**Exercise brief**
Count how many lines of the data below contain the string "wing", and reply with that number only.

**Input for this task**
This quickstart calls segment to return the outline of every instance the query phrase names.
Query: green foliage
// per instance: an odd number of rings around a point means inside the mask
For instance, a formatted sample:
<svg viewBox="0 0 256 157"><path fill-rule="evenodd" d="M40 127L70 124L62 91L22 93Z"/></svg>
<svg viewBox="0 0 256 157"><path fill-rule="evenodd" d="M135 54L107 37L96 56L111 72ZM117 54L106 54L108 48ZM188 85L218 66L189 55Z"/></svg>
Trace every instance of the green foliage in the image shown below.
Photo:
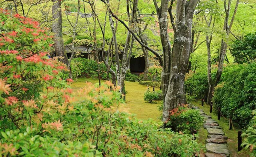
<svg viewBox="0 0 256 157"><path fill-rule="evenodd" d="M156 66L150 67L148 69L148 73L147 74L147 80L154 81L160 84L161 80L162 71L162 67ZM144 73L140 74L139 76L140 80L143 80L144 77Z"/></svg>
<svg viewBox="0 0 256 157"><path fill-rule="evenodd" d="M247 34L242 40L236 40L232 45L231 53L238 64L256 60L256 32Z"/></svg>
<svg viewBox="0 0 256 157"><path fill-rule="evenodd" d="M212 78L215 73L212 72ZM196 73L186 75L185 87L188 100L207 99L209 85L208 82L207 70L198 71Z"/></svg>
<svg viewBox="0 0 256 157"><path fill-rule="evenodd" d="M103 63L100 63L100 77L104 80L107 79L107 68ZM74 58L71 61L72 78L80 77L98 78L98 64L93 60L83 58Z"/></svg>
<svg viewBox="0 0 256 157"><path fill-rule="evenodd" d="M256 156L256 110L253 111L253 114L254 116L250 122L250 125L242 134L244 138L242 146L250 149L250 157Z"/></svg>
<svg viewBox="0 0 256 157"><path fill-rule="evenodd" d="M130 69L128 69L125 75L125 80L127 81L136 82L139 81L140 78L138 76L132 74Z"/></svg>
<svg viewBox="0 0 256 157"><path fill-rule="evenodd" d="M73 41L76 45L83 45L86 47L92 47L93 43L88 39L76 39Z"/></svg>
<svg viewBox="0 0 256 157"><path fill-rule="evenodd" d="M162 90L151 92L148 90L144 93L144 101L150 103L152 103L153 100L160 100L162 98Z"/></svg>
<svg viewBox="0 0 256 157"><path fill-rule="evenodd" d="M58 75L65 67L44 52L52 42L48 33L1 11L0 155L192 157L200 151L191 135L116 111L124 102L110 82L87 82L74 93Z"/></svg>
<svg viewBox="0 0 256 157"><path fill-rule="evenodd" d="M140 84L146 85L148 86L151 86L152 87L153 86L159 86L159 84L158 82L153 82L150 80L145 80L145 81L140 81L139 82Z"/></svg>
<svg viewBox="0 0 256 157"><path fill-rule="evenodd" d="M171 110L166 126L176 132L190 134L193 130L198 130L202 123L203 118L198 110L182 105Z"/></svg>
<svg viewBox="0 0 256 157"><path fill-rule="evenodd" d="M242 127L252 118L256 108L256 63L235 65L226 67L223 82L215 88L213 101L221 108L222 114L232 116Z"/></svg>

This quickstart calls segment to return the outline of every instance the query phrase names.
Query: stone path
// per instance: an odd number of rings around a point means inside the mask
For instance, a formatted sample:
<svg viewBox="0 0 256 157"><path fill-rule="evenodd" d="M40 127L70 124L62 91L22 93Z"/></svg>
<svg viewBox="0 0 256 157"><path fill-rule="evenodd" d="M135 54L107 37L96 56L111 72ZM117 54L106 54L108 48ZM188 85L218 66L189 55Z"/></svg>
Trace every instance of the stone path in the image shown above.
<svg viewBox="0 0 256 157"><path fill-rule="evenodd" d="M201 115L205 118L204 128L208 132L206 140L206 153L205 157L227 157L230 153L226 145L228 137L224 136L225 133L218 122L207 116L202 110L195 107L199 111Z"/></svg>

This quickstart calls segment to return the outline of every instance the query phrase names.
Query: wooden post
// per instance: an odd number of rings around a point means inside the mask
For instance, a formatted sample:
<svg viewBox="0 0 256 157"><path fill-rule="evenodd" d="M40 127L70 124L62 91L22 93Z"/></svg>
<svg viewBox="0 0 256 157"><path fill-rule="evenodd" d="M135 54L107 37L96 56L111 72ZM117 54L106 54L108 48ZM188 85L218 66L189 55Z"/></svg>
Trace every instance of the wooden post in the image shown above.
<svg viewBox="0 0 256 157"><path fill-rule="evenodd" d="M238 151L239 151L242 150L242 147L241 147L241 144L242 144L242 136L241 136L241 135L242 135L242 131L240 130L238 131Z"/></svg>
<svg viewBox="0 0 256 157"><path fill-rule="evenodd" d="M220 120L220 108L218 108L218 120Z"/></svg>
<svg viewBox="0 0 256 157"><path fill-rule="evenodd" d="M204 106L204 99L202 99L202 100L201 100L201 103L202 103L202 106Z"/></svg>
<svg viewBox="0 0 256 157"><path fill-rule="evenodd" d="M192 130L192 133L193 134L193 136L194 137L194 140L196 140L196 137L195 137L195 134L196 133L197 131L196 130Z"/></svg>
<svg viewBox="0 0 256 157"><path fill-rule="evenodd" d="M232 116L229 116L229 130L232 130Z"/></svg>

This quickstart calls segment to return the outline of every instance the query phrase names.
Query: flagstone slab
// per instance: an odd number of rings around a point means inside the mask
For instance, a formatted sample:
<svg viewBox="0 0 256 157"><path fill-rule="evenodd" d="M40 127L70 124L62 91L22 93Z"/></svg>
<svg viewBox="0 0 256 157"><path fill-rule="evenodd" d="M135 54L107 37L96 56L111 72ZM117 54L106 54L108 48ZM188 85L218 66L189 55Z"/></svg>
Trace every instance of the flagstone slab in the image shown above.
<svg viewBox="0 0 256 157"><path fill-rule="evenodd" d="M208 128L216 128L216 129L221 129L221 127L220 127L220 126L212 126L211 125L205 125L205 124L204 124L204 129L208 129Z"/></svg>
<svg viewBox="0 0 256 157"><path fill-rule="evenodd" d="M221 129L208 128L206 129L208 133L211 135L224 135L225 133Z"/></svg>
<svg viewBox="0 0 256 157"><path fill-rule="evenodd" d="M208 143L206 143L206 148L207 152L229 156L229 151L226 145Z"/></svg>
<svg viewBox="0 0 256 157"><path fill-rule="evenodd" d="M226 144L227 141L224 139L220 139L219 138L208 138L206 140L207 143L212 143L217 144Z"/></svg>
<svg viewBox="0 0 256 157"><path fill-rule="evenodd" d="M221 135L208 135L208 138L217 138L220 139L228 139L228 137Z"/></svg>
<svg viewBox="0 0 256 157"><path fill-rule="evenodd" d="M216 154L214 153L206 152L206 153L204 157L227 157L226 155L224 154Z"/></svg>
<svg viewBox="0 0 256 157"><path fill-rule="evenodd" d="M217 123L217 122L213 120L212 119L209 118L205 121L205 123Z"/></svg>
<svg viewBox="0 0 256 157"><path fill-rule="evenodd" d="M204 125L209 126L219 126L219 124L218 123L206 123L204 124Z"/></svg>

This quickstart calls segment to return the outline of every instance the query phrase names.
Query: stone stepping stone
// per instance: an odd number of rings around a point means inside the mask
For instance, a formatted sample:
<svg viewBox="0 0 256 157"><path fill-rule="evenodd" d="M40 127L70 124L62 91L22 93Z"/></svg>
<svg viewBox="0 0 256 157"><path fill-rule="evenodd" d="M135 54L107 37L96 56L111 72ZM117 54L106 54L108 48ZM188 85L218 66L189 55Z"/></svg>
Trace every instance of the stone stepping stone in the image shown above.
<svg viewBox="0 0 256 157"><path fill-rule="evenodd" d="M229 151L226 145L208 143L206 143L206 147L207 152L219 154L224 154L227 156L229 156Z"/></svg>
<svg viewBox="0 0 256 157"><path fill-rule="evenodd" d="M216 123L214 123L216 124ZM220 126L212 126L209 125L205 125L204 124L204 129L208 129L208 128L216 128L216 129L221 129L221 127Z"/></svg>
<svg viewBox="0 0 256 157"><path fill-rule="evenodd" d="M207 152L206 153L204 157L227 157L228 156L224 154L215 154L214 153Z"/></svg>
<svg viewBox="0 0 256 157"><path fill-rule="evenodd" d="M210 135L225 135L225 133L221 129L208 128L206 130L208 133Z"/></svg>
<svg viewBox="0 0 256 157"><path fill-rule="evenodd" d="M201 115L202 117L205 117L208 118L212 118L212 116L207 115Z"/></svg>
<svg viewBox="0 0 256 157"><path fill-rule="evenodd" d="M208 119L205 121L205 123L217 123L217 122L213 120L212 119Z"/></svg>
<svg viewBox="0 0 256 157"><path fill-rule="evenodd" d="M207 136L208 138L218 138L220 139L228 139L228 137L223 136L220 135L208 135Z"/></svg>
<svg viewBox="0 0 256 157"><path fill-rule="evenodd" d="M208 138L205 140L207 143L212 143L217 144L226 144L227 141L226 139L220 139L218 138Z"/></svg>
<svg viewBox="0 0 256 157"><path fill-rule="evenodd" d="M204 125L209 126L219 126L218 123L204 123Z"/></svg>

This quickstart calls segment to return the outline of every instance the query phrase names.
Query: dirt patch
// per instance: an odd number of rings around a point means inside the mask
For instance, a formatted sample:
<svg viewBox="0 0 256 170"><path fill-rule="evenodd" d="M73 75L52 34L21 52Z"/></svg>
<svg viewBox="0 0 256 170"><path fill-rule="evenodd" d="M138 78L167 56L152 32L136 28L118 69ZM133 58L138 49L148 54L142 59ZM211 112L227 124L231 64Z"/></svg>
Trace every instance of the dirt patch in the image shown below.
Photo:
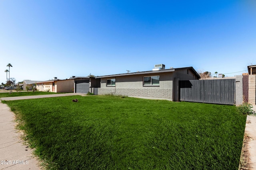
<svg viewBox="0 0 256 170"><path fill-rule="evenodd" d="M246 122L246 123L248 123ZM251 170L252 163L250 158L250 153L248 151L249 145L248 142L251 140L250 136L247 133L244 133L243 145L241 152L239 167L238 170Z"/></svg>

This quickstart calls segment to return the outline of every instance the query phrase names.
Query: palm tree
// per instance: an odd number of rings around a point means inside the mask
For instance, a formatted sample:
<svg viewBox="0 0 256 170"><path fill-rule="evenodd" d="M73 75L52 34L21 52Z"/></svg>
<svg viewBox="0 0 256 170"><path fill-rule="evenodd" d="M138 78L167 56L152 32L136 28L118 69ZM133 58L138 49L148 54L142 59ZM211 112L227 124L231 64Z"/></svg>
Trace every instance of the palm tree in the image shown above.
<svg viewBox="0 0 256 170"><path fill-rule="evenodd" d="M10 82L10 67L12 67L12 64L11 64L10 63L8 63L6 66L9 67L9 82Z"/></svg>
<svg viewBox="0 0 256 170"><path fill-rule="evenodd" d="M7 85L8 85L8 78L7 78L7 72L9 72L9 70L7 69L6 69L5 71L4 71L4 72L6 73L6 83L7 83Z"/></svg>

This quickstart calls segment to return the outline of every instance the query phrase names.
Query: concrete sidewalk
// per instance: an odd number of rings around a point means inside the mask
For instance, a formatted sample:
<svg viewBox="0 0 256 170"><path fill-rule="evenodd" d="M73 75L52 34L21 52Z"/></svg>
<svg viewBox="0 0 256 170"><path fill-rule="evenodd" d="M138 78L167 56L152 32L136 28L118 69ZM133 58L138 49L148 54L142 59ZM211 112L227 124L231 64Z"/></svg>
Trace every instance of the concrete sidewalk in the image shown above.
<svg viewBox="0 0 256 170"><path fill-rule="evenodd" d="M63 94L2 98L2 100L14 100L85 94ZM0 170L40 170L38 161L33 157L33 150L23 143L21 134L16 129L14 113L7 105L0 101Z"/></svg>
<svg viewBox="0 0 256 170"><path fill-rule="evenodd" d="M0 170L40 170L32 150L22 143L14 119L10 108L0 102Z"/></svg>
<svg viewBox="0 0 256 170"><path fill-rule="evenodd" d="M19 96L19 97L9 97L7 98L1 98L1 100L24 100L24 99L37 99L38 98L53 98L55 97L68 96L75 96L75 95L80 95L80 96L86 96L86 94L83 94L82 93L64 93L63 94L46 94L46 95L43 95L28 96Z"/></svg>
<svg viewBox="0 0 256 170"><path fill-rule="evenodd" d="M256 106L253 106L252 109L256 112ZM247 116L244 134L248 137L244 143L248 153L248 169L256 170L256 116Z"/></svg>
<svg viewBox="0 0 256 170"><path fill-rule="evenodd" d="M3 98L1 100L13 100L85 95L67 93ZM253 106L253 109L256 111L256 106ZM15 129L14 119L14 114L10 111L10 108L0 101L0 170L39 170L38 161L33 157L33 150L22 143L23 141L20 139L21 135ZM256 170L256 117L247 116L245 134L250 137L250 140L246 144L250 160L250 168L248 169Z"/></svg>

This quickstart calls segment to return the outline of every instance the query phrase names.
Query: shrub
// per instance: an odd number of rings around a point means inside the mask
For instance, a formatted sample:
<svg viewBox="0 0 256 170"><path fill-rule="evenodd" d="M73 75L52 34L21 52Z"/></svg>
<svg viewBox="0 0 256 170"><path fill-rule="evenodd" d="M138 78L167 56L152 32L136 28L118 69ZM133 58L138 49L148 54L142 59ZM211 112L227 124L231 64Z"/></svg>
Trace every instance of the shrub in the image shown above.
<svg viewBox="0 0 256 170"><path fill-rule="evenodd" d="M255 114L255 112L252 109L252 105L248 102L244 102L238 107L239 111L244 115L246 115Z"/></svg>
<svg viewBox="0 0 256 170"><path fill-rule="evenodd" d="M22 87L20 86L18 86L18 87L17 87L15 90L17 92L20 92L22 90Z"/></svg>
<svg viewBox="0 0 256 170"><path fill-rule="evenodd" d="M29 90L29 87L28 87L28 86L26 86L26 90L28 92L28 90Z"/></svg>

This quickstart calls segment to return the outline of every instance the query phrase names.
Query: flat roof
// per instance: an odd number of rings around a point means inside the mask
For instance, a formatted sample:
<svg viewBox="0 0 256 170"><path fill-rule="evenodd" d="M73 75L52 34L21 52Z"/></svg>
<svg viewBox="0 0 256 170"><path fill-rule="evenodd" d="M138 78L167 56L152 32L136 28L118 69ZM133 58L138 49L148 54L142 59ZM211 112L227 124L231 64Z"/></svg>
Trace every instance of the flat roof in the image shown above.
<svg viewBox="0 0 256 170"><path fill-rule="evenodd" d="M175 70L182 70L184 69L191 69L192 70L196 73L196 75L198 76L199 78L200 78L200 76L198 74L196 71L196 70L194 69L192 67L183 67L180 68L171 68L171 69L165 69L162 70L151 70L151 71L142 71L142 72L132 72L130 73L123 73L123 74L112 74L112 75L108 75L106 76L99 76L98 77L95 77L96 78L105 78L107 77L116 77L118 76L130 76L132 75L139 75L139 74L153 74L153 73L160 73L162 72L174 72L175 71Z"/></svg>

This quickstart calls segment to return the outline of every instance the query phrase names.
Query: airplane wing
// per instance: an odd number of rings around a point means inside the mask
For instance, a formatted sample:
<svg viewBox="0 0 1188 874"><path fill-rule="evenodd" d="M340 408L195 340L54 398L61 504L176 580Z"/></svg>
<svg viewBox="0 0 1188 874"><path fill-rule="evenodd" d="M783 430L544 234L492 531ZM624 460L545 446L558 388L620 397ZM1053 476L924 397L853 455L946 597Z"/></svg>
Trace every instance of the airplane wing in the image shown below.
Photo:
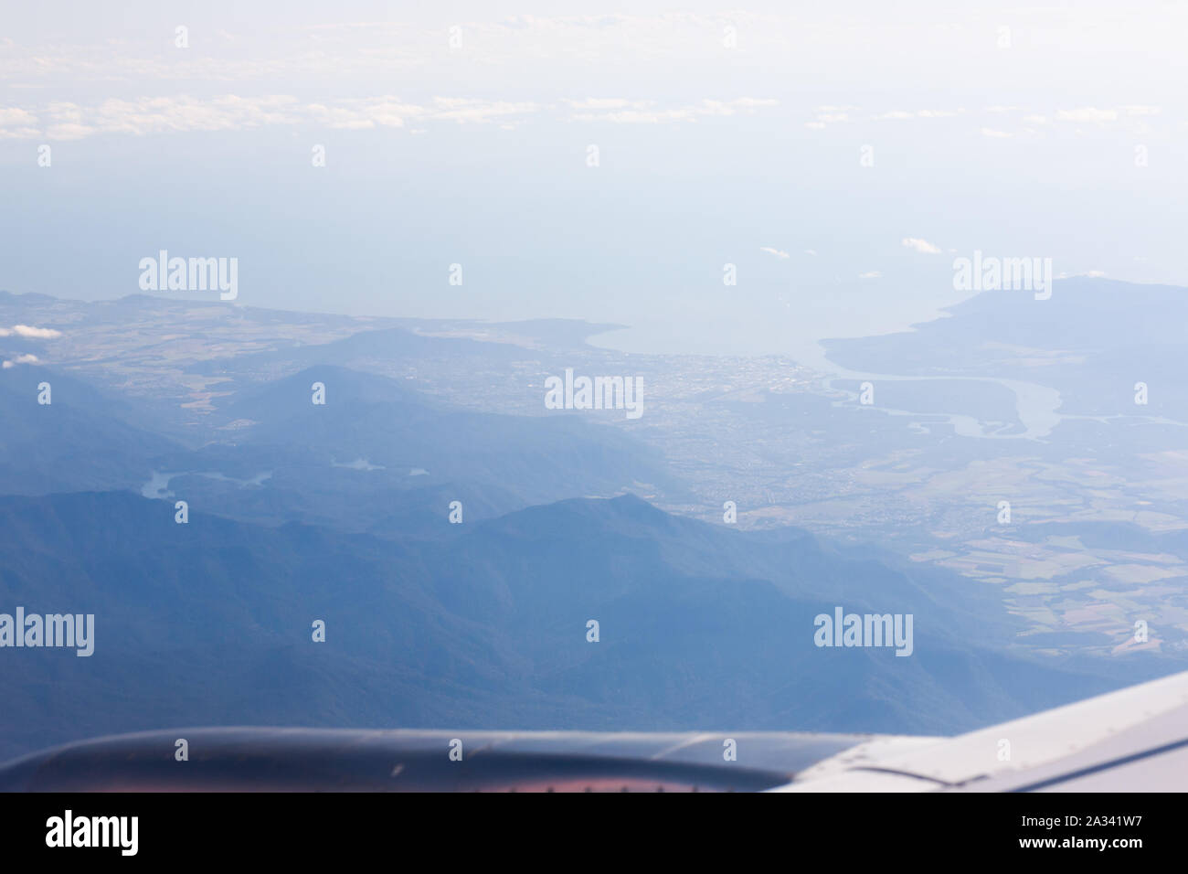
<svg viewBox="0 0 1188 874"><path fill-rule="evenodd" d="M82 741L0 766L8 792L1186 788L1188 672L948 738L197 728Z"/></svg>

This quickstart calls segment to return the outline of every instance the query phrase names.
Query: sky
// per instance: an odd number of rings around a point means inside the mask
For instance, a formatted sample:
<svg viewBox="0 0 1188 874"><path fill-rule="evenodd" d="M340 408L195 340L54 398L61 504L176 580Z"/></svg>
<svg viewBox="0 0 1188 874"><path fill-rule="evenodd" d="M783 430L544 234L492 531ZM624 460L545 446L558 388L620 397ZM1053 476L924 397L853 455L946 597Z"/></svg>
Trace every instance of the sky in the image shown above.
<svg viewBox="0 0 1188 874"><path fill-rule="evenodd" d="M1188 284L1186 32L1183 2L10 4L0 289L137 294L168 250L238 258L228 306L804 359L968 296L974 250Z"/></svg>

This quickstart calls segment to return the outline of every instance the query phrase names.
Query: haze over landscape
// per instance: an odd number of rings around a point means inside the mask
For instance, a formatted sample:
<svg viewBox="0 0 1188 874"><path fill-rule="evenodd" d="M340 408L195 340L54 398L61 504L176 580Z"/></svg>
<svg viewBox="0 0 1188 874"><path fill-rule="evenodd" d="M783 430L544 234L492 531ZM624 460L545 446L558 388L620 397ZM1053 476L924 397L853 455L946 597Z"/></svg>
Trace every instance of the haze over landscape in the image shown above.
<svg viewBox="0 0 1188 874"><path fill-rule="evenodd" d="M1188 668L1184 11L921 6L13 11L0 760Z"/></svg>

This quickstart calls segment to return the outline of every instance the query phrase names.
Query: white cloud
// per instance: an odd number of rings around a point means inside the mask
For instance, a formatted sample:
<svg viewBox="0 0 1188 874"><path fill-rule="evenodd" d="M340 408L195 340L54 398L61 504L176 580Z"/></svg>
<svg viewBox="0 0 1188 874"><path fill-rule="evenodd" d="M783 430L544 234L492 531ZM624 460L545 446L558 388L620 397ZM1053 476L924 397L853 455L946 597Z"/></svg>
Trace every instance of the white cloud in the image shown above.
<svg viewBox="0 0 1188 874"><path fill-rule="evenodd" d="M38 360L39 359L37 356L31 356L31 354L17 356L12 360L5 360L4 369L8 370L10 367L13 367L18 364L37 364Z"/></svg>
<svg viewBox="0 0 1188 874"><path fill-rule="evenodd" d="M908 249L914 249L921 254L937 254L941 250L934 246L928 240L922 240L918 237L904 237L903 245Z"/></svg>
<svg viewBox="0 0 1188 874"><path fill-rule="evenodd" d="M52 340L62 337L61 331L53 328L34 328L31 325L13 325L12 328L0 328L0 337L27 337L37 340Z"/></svg>

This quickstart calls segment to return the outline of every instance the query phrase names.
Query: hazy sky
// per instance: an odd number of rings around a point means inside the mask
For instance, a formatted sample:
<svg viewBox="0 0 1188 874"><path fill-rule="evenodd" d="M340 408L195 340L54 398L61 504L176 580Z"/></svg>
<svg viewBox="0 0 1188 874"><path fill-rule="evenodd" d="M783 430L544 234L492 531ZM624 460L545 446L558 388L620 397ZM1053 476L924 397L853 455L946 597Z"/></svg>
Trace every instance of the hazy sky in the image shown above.
<svg viewBox="0 0 1188 874"><path fill-rule="evenodd" d="M112 6L0 21L0 288L165 249L245 306L792 352L929 317L975 249L1188 284L1188 4Z"/></svg>

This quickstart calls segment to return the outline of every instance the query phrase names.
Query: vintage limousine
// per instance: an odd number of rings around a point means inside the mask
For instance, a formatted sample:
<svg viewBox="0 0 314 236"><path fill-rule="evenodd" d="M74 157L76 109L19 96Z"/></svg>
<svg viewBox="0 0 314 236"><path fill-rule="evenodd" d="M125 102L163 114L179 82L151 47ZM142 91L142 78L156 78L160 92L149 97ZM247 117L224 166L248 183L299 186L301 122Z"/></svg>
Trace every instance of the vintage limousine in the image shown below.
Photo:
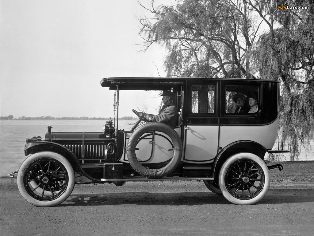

**Response below**
2